%%

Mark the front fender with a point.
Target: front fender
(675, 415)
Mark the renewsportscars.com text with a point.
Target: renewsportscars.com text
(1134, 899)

%%

**Task objective**
Output the full listing without altering anything.

**Exercise output**
Mark the front fender with a point.
Target: front fender
(675, 415)
Mark the renewsportscars.com text with a point.
Target: renewsportscars.com text
(1134, 899)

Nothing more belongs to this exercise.